* START *
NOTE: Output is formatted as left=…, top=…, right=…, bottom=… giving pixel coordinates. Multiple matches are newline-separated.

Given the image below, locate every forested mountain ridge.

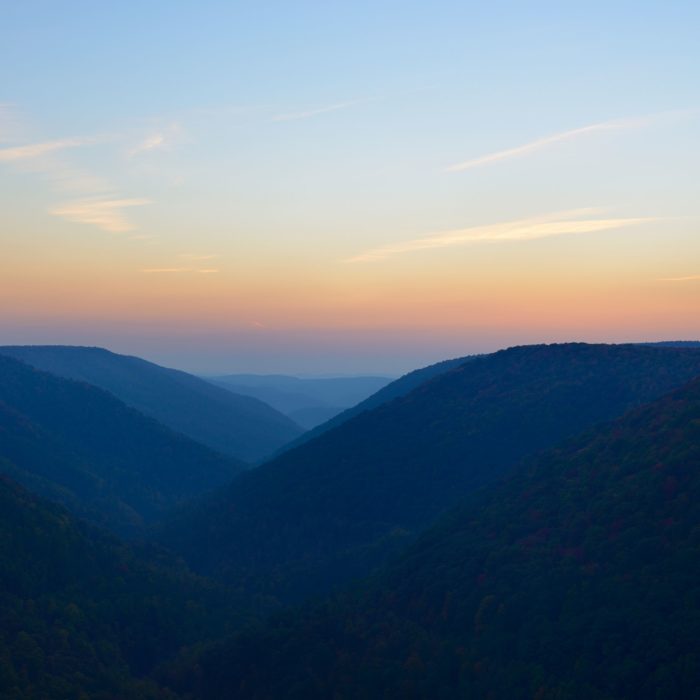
left=0, top=355, right=246, bottom=534
left=0, top=477, right=249, bottom=700
left=207, top=374, right=391, bottom=429
left=288, top=355, right=475, bottom=448
left=162, top=344, right=700, bottom=601
left=0, top=345, right=303, bottom=462
left=171, top=379, right=700, bottom=700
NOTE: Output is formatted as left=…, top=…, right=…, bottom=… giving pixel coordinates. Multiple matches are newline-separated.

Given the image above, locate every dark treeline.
left=0, top=344, right=700, bottom=700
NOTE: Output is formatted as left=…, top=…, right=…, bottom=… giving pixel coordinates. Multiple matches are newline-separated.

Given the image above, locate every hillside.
left=287, top=357, right=472, bottom=448
left=209, top=374, right=391, bottom=429
left=0, top=477, right=242, bottom=700
left=171, top=372, right=700, bottom=700
left=0, top=356, right=245, bottom=534
left=162, top=344, right=700, bottom=600
left=0, top=345, right=302, bottom=462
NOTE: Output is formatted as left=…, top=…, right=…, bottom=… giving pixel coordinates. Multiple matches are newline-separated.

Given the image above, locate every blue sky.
left=0, top=1, right=700, bottom=373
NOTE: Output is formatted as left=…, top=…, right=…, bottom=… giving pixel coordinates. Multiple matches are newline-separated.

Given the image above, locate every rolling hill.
left=179, top=370, right=700, bottom=700
left=209, top=374, right=391, bottom=429
left=161, top=344, right=700, bottom=601
left=0, top=345, right=303, bottom=462
left=0, top=356, right=246, bottom=535
left=0, top=477, right=244, bottom=700
left=287, top=356, right=474, bottom=448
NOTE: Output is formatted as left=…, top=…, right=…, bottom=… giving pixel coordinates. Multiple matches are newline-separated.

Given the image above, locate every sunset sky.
left=0, top=0, right=700, bottom=374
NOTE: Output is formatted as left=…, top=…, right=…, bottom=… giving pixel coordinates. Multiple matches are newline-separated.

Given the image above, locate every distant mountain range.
left=207, top=374, right=391, bottom=429
left=0, top=345, right=303, bottom=462
left=178, top=372, right=700, bottom=700
left=0, top=344, right=700, bottom=700
left=163, top=344, right=700, bottom=601
left=286, top=356, right=474, bottom=449
left=0, top=355, right=246, bottom=535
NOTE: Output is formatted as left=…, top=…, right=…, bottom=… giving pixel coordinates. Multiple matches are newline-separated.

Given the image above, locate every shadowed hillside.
left=172, top=370, right=700, bottom=700
left=287, top=357, right=473, bottom=449
left=0, top=477, right=249, bottom=700
left=0, top=356, right=245, bottom=534
left=0, top=345, right=302, bottom=462
left=163, top=344, right=700, bottom=600
left=208, top=374, right=391, bottom=428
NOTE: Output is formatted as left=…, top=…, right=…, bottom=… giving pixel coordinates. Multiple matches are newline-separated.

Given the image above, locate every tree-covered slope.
left=163, top=344, right=700, bottom=600
left=0, top=356, right=244, bottom=534
left=0, top=477, right=247, bottom=700
left=178, top=380, right=700, bottom=700
left=0, top=345, right=303, bottom=462
left=288, top=356, right=473, bottom=448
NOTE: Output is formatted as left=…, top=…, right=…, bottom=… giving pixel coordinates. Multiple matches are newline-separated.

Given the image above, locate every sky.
left=0, top=0, right=700, bottom=375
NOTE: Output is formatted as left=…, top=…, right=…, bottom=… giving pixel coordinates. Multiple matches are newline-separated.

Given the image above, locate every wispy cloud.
left=657, top=275, right=700, bottom=282
left=270, top=100, right=368, bottom=122
left=447, top=117, right=655, bottom=172
left=0, top=104, right=150, bottom=232
left=50, top=198, right=151, bottom=233
left=0, top=137, right=99, bottom=163
left=345, top=208, right=653, bottom=263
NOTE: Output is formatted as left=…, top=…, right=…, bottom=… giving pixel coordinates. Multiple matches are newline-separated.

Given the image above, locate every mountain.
left=162, top=344, right=700, bottom=601
left=0, top=477, right=244, bottom=700
left=0, top=356, right=245, bottom=534
left=287, top=356, right=474, bottom=449
left=171, top=372, right=700, bottom=700
left=0, top=345, right=302, bottom=462
left=209, top=374, right=391, bottom=429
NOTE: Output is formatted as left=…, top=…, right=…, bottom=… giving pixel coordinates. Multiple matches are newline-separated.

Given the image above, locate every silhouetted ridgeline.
left=168, top=380, right=700, bottom=700
left=0, top=345, right=303, bottom=462
left=0, top=356, right=245, bottom=534
left=287, top=356, right=474, bottom=449
left=208, top=374, right=391, bottom=428
left=163, top=344, right=700, bottom=600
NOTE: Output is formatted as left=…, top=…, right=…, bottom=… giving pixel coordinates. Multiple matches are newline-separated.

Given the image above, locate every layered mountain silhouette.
left=165, top=380, right=700, bottom=700
left=162, top=344, right=700, bottom=601
left=0, top=345, right=303, bottom=462
left=0, top=356, right=246, bottom=535
left=287, top=356, right=473, bottom=448
left=209, top=374, right=391, bottom=429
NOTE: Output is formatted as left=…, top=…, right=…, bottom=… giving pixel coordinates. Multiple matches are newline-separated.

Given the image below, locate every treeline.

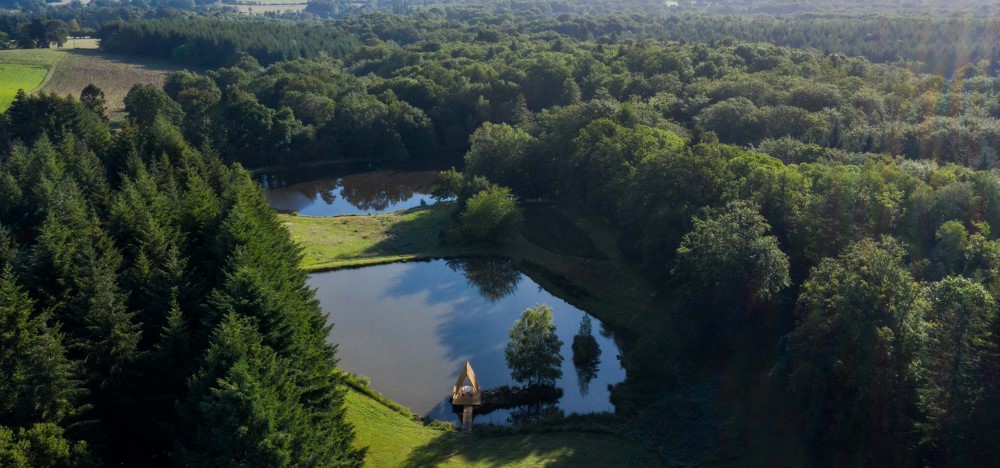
left=600, top=12, right=1000, bottom=76
left=0, top=88, right=363, bottom=466
left=96, top=15, right=358, bottom=67
left=139, top=14, right=1000, bottom=169
left=465, top=99, right=1000, bottom=466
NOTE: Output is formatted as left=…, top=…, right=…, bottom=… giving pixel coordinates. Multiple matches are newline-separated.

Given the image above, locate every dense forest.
left=0, top=2, right=1000, bottom=466
left=0, top=90, right=362, bottom=466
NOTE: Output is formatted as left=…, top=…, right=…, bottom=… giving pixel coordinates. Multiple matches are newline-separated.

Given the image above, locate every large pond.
left=309, top=259, right=625, bottom=424
left=260, top=169, right=437, bottom=216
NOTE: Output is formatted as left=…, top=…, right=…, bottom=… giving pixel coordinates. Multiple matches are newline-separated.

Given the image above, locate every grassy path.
left=347, top=390, right=660, bottom=467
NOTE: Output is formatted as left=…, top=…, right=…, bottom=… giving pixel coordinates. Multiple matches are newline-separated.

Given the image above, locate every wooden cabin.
left=451, top=361, right=483, bottom=406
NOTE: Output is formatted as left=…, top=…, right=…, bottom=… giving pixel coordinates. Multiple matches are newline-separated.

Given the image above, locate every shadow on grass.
left=362, top=203, right=463, bottom=256
left=62, top=48, right=193, bottom=73
left=402, top=432, right=597, bottom=468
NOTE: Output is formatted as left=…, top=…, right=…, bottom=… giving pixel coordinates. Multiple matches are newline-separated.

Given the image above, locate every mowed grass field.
left=347, top=390, right=661, bottom=468
left=278, top=204, right=481, bottom=271
left=0, top=49, right=66, bottom=111
left=0, top=39, right=181, bottom=119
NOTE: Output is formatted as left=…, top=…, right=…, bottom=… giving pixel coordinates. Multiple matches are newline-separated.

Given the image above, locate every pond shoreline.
left=279, top=202, right=667, bottom=335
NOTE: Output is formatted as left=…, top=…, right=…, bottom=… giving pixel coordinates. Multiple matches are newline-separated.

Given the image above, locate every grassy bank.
left=279, top=204, right=483, bottom=271
left=347, top=389, right=659, bottom=467
left=280, top=203, right=663, bottom=329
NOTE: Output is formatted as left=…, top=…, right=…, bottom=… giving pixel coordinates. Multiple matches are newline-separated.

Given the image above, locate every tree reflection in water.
left=338, top=172, right=437, bottom=212
left=573, top=315, right=601, bottom=396
left=446, top=257, right=521, bottom=302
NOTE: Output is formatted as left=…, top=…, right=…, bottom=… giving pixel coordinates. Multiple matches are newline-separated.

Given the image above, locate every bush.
left=459, top=186, right=520, bottom=241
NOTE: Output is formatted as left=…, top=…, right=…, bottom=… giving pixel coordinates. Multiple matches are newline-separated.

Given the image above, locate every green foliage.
left=0, top=268, right=81, bottom=428
left=504, top=304, right=563, bottom=385
left=788, top=240, right=929, bottom=466
left=920, top=276, right=998, bottom=465
left=0, top=99, right=363, bottom=466
left=465, top=122, right=535, bottom=193
left=0, top=423, right=90, bottom=468
left=80, top=84, right=108, bottom=120
left=458, top=186, right=520, bottom=242
left=673, top=201, right=790, bottom=323
left=178, top=315, right=361, bottom=466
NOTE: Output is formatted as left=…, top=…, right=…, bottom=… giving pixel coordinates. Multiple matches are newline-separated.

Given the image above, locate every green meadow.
left=0, top=49, right=66, bottom=111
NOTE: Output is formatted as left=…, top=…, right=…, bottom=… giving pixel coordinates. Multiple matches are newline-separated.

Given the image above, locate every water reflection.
left=262, top=171, right=437, bottom=216
left=309, top=259, right=625, bottom=424
left=573, top=315, right=601, bottom=395
left=445, top=257, right=521, bottom=302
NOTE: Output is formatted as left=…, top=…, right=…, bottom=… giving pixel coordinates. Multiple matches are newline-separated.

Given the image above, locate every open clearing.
left=0, top=39, right=181, bottom=119
left=347, top=389, right=660, bottom=467
left=278, top=203, right=669, bottom=327
left=0, top=49, right=66, bottom=111
left=42, top=49, right=183, bottom=119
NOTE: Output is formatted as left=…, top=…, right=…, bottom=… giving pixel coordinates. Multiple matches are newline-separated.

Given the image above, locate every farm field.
left=0, top=39, right=181, bottom=119
left=234, top=0, right=308, bottom=15
left=41, top=49, right=182, bottom=119
left=0, top=49, right=66, bottom=111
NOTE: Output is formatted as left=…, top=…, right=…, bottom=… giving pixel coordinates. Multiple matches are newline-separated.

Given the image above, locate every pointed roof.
left=455, top=361, right=479, bottom=395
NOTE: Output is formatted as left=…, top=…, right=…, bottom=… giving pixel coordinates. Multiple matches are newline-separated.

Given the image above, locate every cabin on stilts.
left=451, top=361, right=483, bottom=432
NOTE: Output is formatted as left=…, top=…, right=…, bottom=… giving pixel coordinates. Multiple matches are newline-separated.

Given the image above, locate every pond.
left=309, top=258, right=625, bottom=424
left=260, top=170, right=437, bottom=216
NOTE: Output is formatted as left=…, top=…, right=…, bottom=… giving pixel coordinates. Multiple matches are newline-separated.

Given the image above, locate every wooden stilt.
left=462, top=406, right=472, bottom=432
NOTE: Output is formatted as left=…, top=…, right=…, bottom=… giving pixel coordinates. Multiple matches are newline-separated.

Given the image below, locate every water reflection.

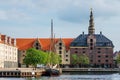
* END *
Please show, in full, every line of the rows above that contains the word "reflection". Case counts.

Given the image above, locate every tree reflection in water.
Given the image above, locate every water reflection.
Given the image below, locate every water reflection.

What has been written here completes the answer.